§ **Goal of the exercise**
List every line in the items below that contains the word "door".

§ **Source data**
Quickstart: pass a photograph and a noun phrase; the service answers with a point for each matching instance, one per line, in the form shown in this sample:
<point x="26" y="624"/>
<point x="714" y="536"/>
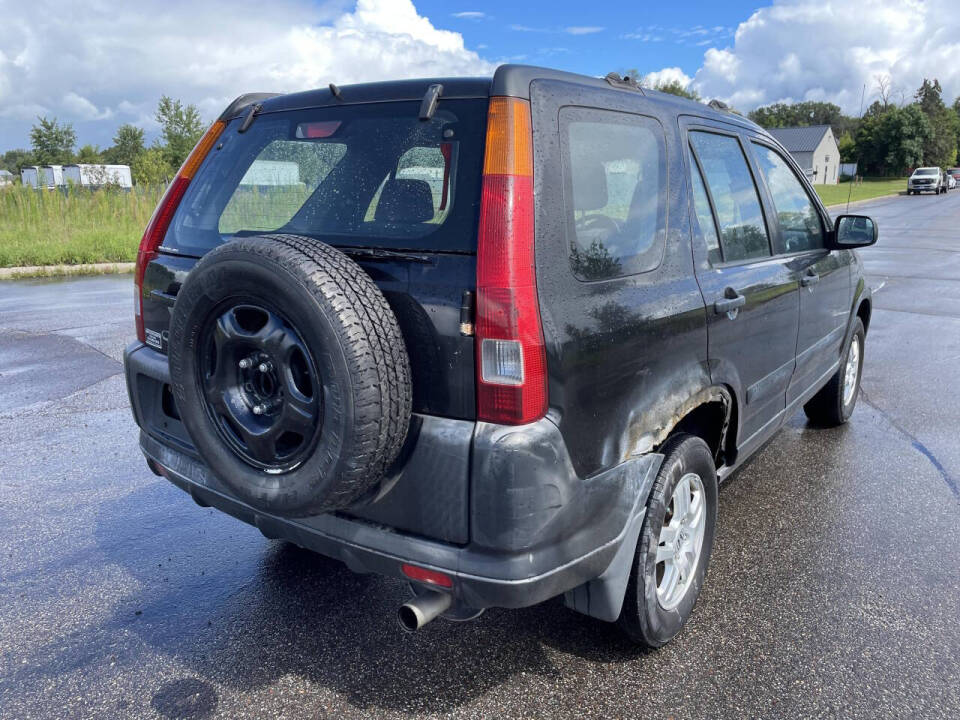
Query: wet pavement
<point x="834" y="588"/>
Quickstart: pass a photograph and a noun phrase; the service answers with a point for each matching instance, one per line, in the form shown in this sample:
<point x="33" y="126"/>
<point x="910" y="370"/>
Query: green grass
<point x="837" y="194"/>
<point x="52" y="228"/>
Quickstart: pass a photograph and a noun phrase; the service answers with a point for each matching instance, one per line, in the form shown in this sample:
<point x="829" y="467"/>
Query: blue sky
<point x="99" y="64"/>
<point x="612" y="36"/>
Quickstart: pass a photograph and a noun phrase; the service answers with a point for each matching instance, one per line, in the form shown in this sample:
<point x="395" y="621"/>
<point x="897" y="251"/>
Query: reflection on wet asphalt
<point x="834" y="588"/>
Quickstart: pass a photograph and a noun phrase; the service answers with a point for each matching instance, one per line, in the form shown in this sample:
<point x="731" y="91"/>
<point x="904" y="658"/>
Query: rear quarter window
<point x="614" y="167"/>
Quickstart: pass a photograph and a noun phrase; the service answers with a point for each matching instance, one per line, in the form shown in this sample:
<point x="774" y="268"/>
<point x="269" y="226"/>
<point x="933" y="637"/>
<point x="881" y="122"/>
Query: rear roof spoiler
<point x="245" y="100"/>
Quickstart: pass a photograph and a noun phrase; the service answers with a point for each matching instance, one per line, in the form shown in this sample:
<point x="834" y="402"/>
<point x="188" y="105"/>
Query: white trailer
<point x="29" y="175"/>
<point x="45" y="177"/>
<point x="93" y="176"/>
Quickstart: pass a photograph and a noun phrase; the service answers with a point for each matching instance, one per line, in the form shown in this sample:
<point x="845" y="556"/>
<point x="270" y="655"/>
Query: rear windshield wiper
<point x="381" y="254"/>
<point x="248" y="120"/>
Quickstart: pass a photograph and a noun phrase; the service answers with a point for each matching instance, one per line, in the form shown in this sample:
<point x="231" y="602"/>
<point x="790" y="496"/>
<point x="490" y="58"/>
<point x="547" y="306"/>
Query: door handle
<point x="730" y="302"/>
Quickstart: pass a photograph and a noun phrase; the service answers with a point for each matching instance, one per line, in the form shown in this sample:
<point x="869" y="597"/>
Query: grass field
<point x="50" y="228"/>
<point x="837" y="194"/>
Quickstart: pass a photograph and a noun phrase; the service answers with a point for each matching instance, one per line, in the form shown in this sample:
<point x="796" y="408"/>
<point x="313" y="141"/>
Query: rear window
<point x="363" y="175"/>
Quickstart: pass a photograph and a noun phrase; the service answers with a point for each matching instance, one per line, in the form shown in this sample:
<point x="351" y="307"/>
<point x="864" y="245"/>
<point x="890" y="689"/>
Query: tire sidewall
<point x="657" y="624"/>
<point x="222" y="277"/>
<point x="858" y="335"/>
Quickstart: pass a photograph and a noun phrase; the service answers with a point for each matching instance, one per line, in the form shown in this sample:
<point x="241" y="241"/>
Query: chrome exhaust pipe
<point x="422" y="609"/>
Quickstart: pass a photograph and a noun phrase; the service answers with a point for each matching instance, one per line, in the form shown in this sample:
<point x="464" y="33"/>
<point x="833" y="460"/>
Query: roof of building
<point x="802" y="139"/>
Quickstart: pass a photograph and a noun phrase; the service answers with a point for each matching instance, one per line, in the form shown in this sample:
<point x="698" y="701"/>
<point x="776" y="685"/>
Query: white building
<point x="98" y="175"/>
<point x="43" y="176"/>
<point x="815" y="150"/>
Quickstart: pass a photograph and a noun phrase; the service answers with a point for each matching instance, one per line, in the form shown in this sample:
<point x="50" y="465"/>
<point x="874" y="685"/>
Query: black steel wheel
<point x="260" y="386"/>
<point x="290" y="374"/>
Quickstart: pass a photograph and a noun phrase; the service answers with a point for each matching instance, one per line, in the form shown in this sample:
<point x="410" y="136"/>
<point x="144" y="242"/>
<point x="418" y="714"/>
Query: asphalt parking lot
<point x="834" y="588"/>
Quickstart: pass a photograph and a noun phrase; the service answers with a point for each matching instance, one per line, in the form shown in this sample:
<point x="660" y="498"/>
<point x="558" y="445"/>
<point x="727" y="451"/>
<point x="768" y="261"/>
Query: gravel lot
<point x="834" y="588"/>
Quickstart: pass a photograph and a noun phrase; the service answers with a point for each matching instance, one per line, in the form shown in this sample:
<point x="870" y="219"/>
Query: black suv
<point x="497" y="338"/>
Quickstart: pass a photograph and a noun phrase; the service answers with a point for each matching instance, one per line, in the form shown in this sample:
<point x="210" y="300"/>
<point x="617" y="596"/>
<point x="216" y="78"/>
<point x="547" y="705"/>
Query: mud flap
<point x="603" y="596"/>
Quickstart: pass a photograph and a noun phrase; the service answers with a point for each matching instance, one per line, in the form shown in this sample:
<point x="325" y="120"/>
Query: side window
<point x="708" y="227"/>
<point x="614" y="192"/>
<point x="800" y="227"/>
<point x="743" y="234"/>
<point x="277" y="183"/>
<point x="418" y="191"/>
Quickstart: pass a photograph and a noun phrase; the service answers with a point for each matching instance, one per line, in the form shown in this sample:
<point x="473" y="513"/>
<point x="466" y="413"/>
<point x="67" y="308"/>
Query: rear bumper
<point x="536" y="530"/>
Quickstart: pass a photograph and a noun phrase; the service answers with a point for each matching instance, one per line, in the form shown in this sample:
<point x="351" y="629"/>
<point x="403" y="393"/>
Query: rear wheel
<point x="835" y="402"/>
<point x="675" y="543"/>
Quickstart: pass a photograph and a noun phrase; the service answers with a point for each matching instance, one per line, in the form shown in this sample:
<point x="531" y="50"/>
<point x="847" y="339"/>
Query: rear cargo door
<point x="398" y="194"/>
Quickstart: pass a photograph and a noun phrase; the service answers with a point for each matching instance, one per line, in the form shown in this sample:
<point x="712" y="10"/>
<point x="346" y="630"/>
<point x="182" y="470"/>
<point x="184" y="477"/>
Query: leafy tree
<point x="892" y="142"/>
<point x="181" y="129"/>
<point x="52" y="142"/>
<point x="127" y="146"/>
<point x="940" y="148"/>
<point x="15" y="160"/>
<point x="151" y="167"/>
<point x="89" y="154"/>
<point x="847" y="147"/>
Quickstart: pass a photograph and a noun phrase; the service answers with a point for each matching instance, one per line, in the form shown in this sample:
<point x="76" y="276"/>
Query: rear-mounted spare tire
<point x="290" y="373"/>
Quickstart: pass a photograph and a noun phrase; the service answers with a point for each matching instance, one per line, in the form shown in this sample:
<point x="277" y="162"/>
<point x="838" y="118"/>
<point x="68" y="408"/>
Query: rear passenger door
<point x="825" y="292"/>
<point x="752" y="296"/>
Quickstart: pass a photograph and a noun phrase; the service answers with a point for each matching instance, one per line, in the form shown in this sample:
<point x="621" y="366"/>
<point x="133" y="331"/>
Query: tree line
<point x="891" y="139"/>
<point x="53" y="143"/>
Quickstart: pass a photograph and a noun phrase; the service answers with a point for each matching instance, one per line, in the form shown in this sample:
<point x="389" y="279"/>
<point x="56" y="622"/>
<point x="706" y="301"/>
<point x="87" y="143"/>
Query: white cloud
<point x="800" y="50"/>
<point x="80" y="107"/>
<point x="85" y="62"/>
<point x="527" y="28"/>
<point x="665" y="76"/>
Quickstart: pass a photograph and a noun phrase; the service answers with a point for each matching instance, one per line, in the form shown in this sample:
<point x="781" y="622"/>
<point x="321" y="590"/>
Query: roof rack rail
<point x="626" y="82"/>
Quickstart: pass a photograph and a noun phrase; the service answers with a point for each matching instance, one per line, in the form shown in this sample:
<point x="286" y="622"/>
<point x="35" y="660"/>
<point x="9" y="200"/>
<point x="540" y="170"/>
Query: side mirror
<point x="852" y="231"/>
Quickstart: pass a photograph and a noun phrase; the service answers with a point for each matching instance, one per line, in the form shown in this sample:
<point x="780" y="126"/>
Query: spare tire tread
<point x="370" y="343"/>
<point x="385" y="384"/>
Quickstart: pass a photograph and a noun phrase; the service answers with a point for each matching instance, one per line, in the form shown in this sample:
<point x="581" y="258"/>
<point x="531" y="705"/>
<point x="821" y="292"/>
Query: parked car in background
<point x="499" y="338"/>
<point x="927" y="180"/>
<point x="94" y="176"/>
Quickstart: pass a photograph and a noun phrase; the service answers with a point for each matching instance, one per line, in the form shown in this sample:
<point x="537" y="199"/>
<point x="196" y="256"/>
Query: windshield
<point x="370" y="175"/>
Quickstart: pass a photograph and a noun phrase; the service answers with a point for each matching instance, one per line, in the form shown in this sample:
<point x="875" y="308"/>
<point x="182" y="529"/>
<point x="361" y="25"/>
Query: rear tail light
<point x="511" y="366"/>
<point x="432" y="577"/>
<point x="160" y="220"/>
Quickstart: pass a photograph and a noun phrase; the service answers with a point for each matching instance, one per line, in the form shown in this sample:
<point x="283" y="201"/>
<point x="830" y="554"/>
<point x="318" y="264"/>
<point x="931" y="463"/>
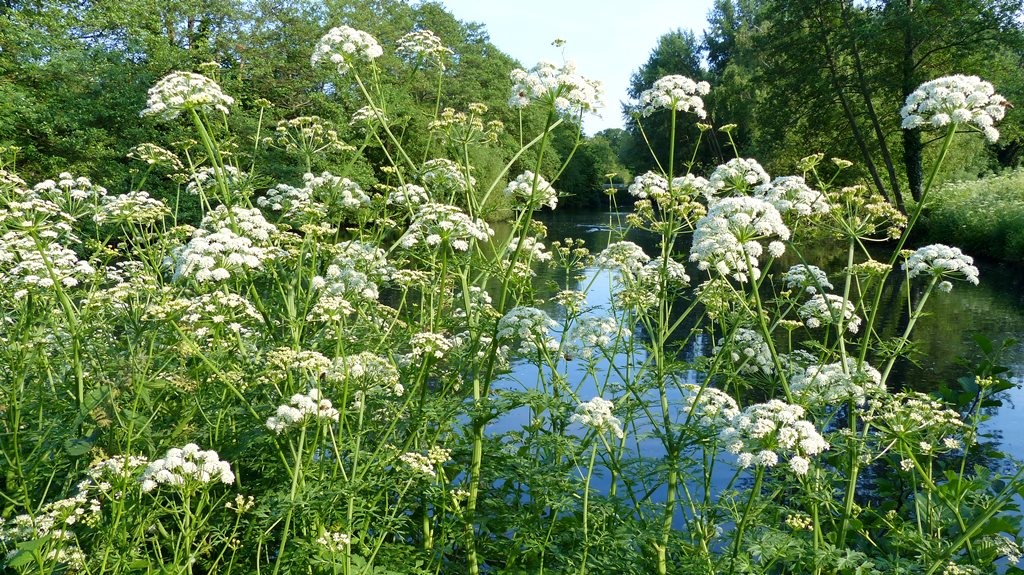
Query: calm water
<point x="944" y="337"/>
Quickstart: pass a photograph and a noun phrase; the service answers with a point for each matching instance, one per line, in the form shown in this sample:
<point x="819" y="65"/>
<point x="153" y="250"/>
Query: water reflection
<point x="944" y="337"/>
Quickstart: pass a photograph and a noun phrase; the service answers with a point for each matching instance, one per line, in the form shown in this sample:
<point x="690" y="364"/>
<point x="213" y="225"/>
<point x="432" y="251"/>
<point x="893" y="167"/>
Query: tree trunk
<point x="865" y="94"/>
<point x="851" y="117"/>
<point x="911" y="138"/>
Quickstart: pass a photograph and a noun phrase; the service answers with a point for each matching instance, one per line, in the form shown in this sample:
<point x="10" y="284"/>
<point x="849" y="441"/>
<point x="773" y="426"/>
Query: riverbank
<point x="985" y="218"/>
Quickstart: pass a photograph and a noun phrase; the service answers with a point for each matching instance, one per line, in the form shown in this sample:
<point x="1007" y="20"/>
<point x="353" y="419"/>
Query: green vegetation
<point x="985" y="216"/>
<point x="309" y="352"/>
<point x="829" y="76"/>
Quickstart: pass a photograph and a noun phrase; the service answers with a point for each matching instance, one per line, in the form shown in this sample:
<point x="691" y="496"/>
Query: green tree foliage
<point x="832" y="76"/>
<point x="677" y="53"/>
<point x="74" y="78"/>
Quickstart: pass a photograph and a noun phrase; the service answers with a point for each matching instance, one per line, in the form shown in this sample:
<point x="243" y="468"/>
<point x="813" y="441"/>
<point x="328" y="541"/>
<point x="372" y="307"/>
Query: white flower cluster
<point x="435" y="223"/>
<point x="674" y="92"/>
<point x="531" y="190"/>
<point x="334" y="541"/>
<point x="709" y="408"/>
<point x="339" y="194"/>
<point x="827" y="309"/>
<point x="736" y="177"/>
<point x="791" y="193"/>
<point x="300" y="406"/>
<point x="322" y="196"/>
<point x="830" y="385"/>
<point x="726" y="239"/>
<point x="28" y="264"/>
<point x="180" y="91"/>
<point x="530" y="326"/>
<point x="153" y="155"/>
<point x="342" y="279"/>
<point x="131" y="208"/>
<point x="365" y="257"/>
<point x="208" y="315"/>
<point x="749" y="351"/>
<point x="445" y="176"/>
<point x="596" y="414"/>
<point x="652" y="282"/>
<point x="423" y="45"/>
<point x="418" y="463"/>
<point x="226" y="241"/>
<point x="954" y="99"/>
<point x="918" y="423"/>
<point x="186" y="468"/>
<point x="562" y="88"/>
<point x="764" y="433"/>
<point x="941" y="261"/>
<point x="806" y="278"/>
<point x="76" y="196"/>
<point x="371" y="373"/>
<point x="344" y="45"/>
<point x="654" y="186"/>
<point x="592" y="336"/>
<point x="54" y="522"/>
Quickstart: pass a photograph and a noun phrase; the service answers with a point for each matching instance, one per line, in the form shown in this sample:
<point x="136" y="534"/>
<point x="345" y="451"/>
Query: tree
<point x="830" y="75"/>
<point x="677" y="53"/>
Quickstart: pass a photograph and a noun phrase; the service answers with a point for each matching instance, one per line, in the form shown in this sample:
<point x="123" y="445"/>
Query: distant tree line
<point x="799" y="77"/>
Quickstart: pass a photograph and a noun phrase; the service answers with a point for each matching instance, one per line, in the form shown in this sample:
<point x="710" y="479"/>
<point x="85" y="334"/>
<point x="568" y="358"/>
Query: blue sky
<point x="607" y="40"/>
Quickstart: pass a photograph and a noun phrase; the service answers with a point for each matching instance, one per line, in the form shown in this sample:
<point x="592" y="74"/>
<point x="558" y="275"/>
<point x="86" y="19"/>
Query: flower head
<point x="562" y="88"/>
<point x="423" y="45"/>
<point x="954" y="99"/>
<point x="941" y="261"/>
<point x="596" y="413"/>
<point x="180" y="91"/>
<point x="674" y="92"/>
<point x="344" y="45"/>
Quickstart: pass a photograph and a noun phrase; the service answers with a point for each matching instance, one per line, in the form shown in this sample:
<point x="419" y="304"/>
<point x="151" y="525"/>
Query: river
<point x="944" y="336"/>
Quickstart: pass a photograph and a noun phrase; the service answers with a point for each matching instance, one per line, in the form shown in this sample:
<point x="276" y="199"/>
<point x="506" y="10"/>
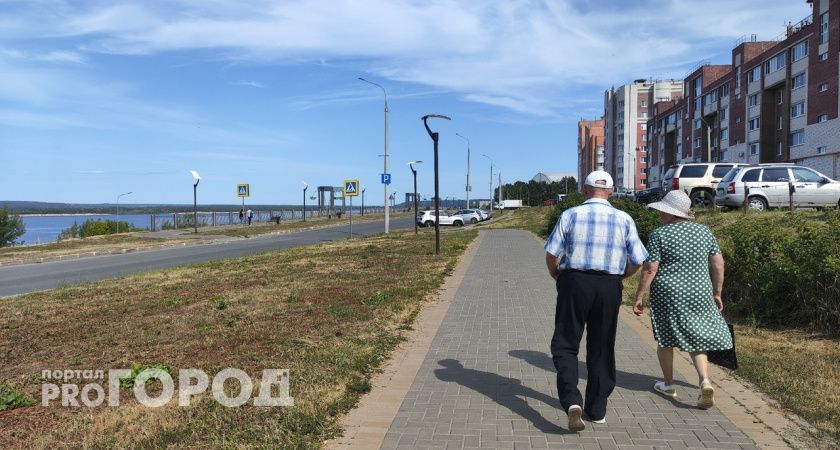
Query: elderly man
<point x="593" y="246"/>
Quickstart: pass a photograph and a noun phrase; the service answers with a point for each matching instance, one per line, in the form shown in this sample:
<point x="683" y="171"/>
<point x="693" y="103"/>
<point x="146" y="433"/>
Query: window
<point x="751" y="175"/>
<point x="797" y="137"/>
<point x="776" y="63"/>
<point x="798" y="81"/>
<point x="720" y="171"/>
<point x="797" y="109"/>
<point x="823" y="28"/>
<point x="776" y="174"/>
<point x="754" y="74"/>
<point x="799" y="51"/>
<point x="804" y="175"/>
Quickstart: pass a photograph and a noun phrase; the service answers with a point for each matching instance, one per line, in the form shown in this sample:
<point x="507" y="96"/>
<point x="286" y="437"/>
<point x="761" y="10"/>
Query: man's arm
<point x="551" y="263"/>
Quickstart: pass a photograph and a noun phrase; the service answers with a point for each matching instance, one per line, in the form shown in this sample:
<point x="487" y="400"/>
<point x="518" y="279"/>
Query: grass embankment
<point x="796" y="365"/>
<point x="329" y="313"/>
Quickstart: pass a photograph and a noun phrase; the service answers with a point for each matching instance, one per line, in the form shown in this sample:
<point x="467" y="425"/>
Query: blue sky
<point x="98" y="98"/>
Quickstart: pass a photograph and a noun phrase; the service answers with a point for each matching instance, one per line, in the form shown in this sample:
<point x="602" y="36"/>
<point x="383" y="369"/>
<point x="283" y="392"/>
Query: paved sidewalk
<point x="487" y="380"/>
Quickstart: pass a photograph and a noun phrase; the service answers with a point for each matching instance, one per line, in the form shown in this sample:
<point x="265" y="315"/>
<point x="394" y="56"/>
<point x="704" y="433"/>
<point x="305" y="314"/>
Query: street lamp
<point x="385" y="186"/>
<point x="491" y="181"/>
<point x="469" y="188"/>
<point x="197" y="178"/>
<point x="414" y="172"/>
<point x="118" y="203"/>
<point x="435" y="137"/>
<point x="305" y="187"/>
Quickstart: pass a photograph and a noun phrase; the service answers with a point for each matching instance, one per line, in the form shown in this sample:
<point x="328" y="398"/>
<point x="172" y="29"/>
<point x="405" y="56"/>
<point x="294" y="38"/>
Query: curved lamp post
<point x="414" y="172"/>
<point x="385" y="186"/>
<point x="118" y="203"/>
<point x="197" y="178"/>
<point x="469" y="188"/>
<point x="435" y="137"/>
<point x="305" y="187"/>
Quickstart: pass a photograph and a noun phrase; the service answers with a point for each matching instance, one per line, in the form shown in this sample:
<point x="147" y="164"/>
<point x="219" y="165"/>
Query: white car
<point x="427" y="219"/>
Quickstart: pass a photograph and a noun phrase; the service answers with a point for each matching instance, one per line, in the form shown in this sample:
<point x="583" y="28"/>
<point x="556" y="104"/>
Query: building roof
<point x="545" y="177"/>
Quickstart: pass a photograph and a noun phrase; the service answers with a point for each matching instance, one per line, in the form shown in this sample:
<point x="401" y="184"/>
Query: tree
<point x="11" y="227"/>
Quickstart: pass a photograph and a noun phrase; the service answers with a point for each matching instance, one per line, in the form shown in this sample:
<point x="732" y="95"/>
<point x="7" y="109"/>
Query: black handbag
<point x="725" y="358"/>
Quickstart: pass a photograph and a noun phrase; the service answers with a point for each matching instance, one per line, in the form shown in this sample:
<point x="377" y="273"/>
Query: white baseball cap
<point x="599" y="179"/>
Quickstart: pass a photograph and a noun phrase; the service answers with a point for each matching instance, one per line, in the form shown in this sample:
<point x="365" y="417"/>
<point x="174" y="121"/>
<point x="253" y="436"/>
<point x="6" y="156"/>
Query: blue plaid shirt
<point x="596" y="236"/>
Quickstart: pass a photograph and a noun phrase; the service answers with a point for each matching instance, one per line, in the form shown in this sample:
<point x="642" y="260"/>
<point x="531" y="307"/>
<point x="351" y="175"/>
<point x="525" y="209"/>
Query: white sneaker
<point x="575" y="423"/>
<point x="668" y="390"/>
<point x="707" y="395"/>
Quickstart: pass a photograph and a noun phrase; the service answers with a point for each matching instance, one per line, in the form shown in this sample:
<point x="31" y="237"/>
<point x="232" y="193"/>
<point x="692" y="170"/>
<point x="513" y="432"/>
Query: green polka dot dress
<point x="682" y="306"/>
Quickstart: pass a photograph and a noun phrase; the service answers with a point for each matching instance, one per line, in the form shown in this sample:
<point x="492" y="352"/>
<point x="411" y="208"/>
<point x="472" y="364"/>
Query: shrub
<point x="783" y="269"/>
<point x="11" y="227"/>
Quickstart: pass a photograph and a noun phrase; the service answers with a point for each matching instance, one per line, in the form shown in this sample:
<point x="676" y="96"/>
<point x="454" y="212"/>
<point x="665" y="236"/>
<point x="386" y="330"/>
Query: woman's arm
<point x="649" y="270"/>
<point x="716" y="262"/>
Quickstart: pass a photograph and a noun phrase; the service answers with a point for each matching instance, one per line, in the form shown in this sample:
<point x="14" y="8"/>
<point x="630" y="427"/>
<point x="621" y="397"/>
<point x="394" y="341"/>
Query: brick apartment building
<point x="626" y="113"/>
<point x="590" y="147"/>
<point x="777" y="101"/>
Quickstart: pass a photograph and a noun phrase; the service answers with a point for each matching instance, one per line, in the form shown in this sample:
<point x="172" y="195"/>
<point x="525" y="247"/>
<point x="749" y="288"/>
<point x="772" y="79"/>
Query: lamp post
<point x="385" y="186"/>
<point x="305" y="187"/>
<point x="469" y="188"/>
<point x="435" y="137"/>
<point x="491" y="182"/>
<point x="414" y="172"/>
<point x="118" y="203"/>
<point x="197" y="178"/>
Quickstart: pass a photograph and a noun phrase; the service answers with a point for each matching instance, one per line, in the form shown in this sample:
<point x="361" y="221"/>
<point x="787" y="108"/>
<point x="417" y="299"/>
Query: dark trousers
<point x="591" y="300"/>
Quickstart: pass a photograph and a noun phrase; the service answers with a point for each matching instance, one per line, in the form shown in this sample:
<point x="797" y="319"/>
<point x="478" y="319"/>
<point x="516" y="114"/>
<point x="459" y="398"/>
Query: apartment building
<point x="626" y="113"/>
<point x="777" y="101"/>
<point x="590" y="147"/>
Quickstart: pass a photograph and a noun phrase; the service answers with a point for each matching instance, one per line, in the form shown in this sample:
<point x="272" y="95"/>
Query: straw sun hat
<point x="675" y="203"/>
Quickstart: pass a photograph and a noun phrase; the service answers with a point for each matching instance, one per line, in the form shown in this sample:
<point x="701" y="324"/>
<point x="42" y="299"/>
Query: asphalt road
<point x="21" y="279"/>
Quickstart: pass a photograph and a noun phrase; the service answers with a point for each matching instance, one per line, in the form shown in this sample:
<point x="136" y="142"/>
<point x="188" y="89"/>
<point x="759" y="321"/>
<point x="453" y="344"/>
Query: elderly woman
<point x="685" y="301"/>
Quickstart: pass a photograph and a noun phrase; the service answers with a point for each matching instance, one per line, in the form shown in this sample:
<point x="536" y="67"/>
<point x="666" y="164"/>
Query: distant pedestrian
<point x="685" y="300"/>
<point x="593" y="246"/>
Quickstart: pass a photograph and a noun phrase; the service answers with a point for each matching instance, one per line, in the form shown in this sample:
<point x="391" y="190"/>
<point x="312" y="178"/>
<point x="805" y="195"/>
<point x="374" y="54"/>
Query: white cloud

§ **Written reply**
Query: door handle
Query: rear cargo door
Query: rear passenger door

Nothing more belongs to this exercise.